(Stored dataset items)

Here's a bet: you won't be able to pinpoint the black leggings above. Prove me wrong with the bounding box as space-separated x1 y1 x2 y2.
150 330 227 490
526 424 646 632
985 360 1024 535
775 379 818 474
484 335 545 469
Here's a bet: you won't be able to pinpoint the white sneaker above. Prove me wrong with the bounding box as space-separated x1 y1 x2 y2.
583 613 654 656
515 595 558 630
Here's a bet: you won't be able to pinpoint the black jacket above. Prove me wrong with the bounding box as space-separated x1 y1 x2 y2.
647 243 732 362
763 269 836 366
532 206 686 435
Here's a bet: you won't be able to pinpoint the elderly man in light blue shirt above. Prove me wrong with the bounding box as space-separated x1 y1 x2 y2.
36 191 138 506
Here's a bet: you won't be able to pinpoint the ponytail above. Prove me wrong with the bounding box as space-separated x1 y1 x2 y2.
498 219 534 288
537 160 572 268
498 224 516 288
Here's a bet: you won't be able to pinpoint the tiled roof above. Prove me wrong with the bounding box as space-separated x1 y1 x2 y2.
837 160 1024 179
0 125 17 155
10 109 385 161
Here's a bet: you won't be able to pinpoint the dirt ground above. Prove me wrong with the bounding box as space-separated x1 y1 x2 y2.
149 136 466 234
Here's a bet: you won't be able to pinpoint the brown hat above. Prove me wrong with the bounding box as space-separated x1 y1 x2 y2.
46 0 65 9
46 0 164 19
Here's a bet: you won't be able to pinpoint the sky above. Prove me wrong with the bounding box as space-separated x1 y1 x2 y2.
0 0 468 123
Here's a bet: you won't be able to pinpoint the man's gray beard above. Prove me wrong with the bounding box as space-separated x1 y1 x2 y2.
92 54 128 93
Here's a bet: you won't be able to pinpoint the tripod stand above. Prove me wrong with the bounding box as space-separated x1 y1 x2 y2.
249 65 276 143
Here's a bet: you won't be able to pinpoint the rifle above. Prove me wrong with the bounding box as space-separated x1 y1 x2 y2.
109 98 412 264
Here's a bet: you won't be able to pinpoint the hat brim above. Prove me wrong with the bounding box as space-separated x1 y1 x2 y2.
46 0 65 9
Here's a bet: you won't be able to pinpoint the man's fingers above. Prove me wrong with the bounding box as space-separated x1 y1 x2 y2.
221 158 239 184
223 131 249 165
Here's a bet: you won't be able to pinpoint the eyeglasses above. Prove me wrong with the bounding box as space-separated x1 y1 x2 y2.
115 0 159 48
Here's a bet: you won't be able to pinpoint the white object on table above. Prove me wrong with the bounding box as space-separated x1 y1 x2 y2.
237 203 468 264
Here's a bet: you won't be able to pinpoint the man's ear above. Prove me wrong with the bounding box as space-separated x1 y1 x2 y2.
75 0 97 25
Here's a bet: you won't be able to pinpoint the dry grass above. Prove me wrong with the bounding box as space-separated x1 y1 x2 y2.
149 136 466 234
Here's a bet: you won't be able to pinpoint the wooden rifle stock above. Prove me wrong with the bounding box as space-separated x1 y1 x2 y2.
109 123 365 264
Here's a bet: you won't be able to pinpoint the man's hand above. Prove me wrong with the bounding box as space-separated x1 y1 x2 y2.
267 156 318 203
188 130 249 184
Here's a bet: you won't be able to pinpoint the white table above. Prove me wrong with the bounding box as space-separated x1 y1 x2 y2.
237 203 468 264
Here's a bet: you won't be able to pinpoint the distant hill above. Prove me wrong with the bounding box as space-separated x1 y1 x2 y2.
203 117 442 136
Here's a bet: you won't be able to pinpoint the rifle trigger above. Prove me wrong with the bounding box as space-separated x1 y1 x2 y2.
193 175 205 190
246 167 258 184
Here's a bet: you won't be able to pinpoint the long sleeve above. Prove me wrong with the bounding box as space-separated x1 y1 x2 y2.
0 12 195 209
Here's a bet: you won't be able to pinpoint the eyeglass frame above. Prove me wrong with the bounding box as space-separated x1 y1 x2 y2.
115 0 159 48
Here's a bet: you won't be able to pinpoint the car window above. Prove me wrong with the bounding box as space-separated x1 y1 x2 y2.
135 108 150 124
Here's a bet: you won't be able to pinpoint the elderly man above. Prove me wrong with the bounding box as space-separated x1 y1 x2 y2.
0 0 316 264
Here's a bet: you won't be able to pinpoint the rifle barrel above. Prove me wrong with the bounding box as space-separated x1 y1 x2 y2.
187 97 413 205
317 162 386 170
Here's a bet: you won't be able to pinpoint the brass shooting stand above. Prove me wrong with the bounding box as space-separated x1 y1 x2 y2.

__Stated problem__.
Please pull out each line of the data above that contains the word "elderly".

__Solution below__.
Here's a bet: you won't be able to pinpoint the elderly man in light blue shirt above. Prove me wrong with the bounding box as space-separated x1 y1 x2 y2.
Here's a bet: you won't be able to pinpoint the elderly man above. Prove me wrong with the bounding box as space-separated x1 y1 x2 y2.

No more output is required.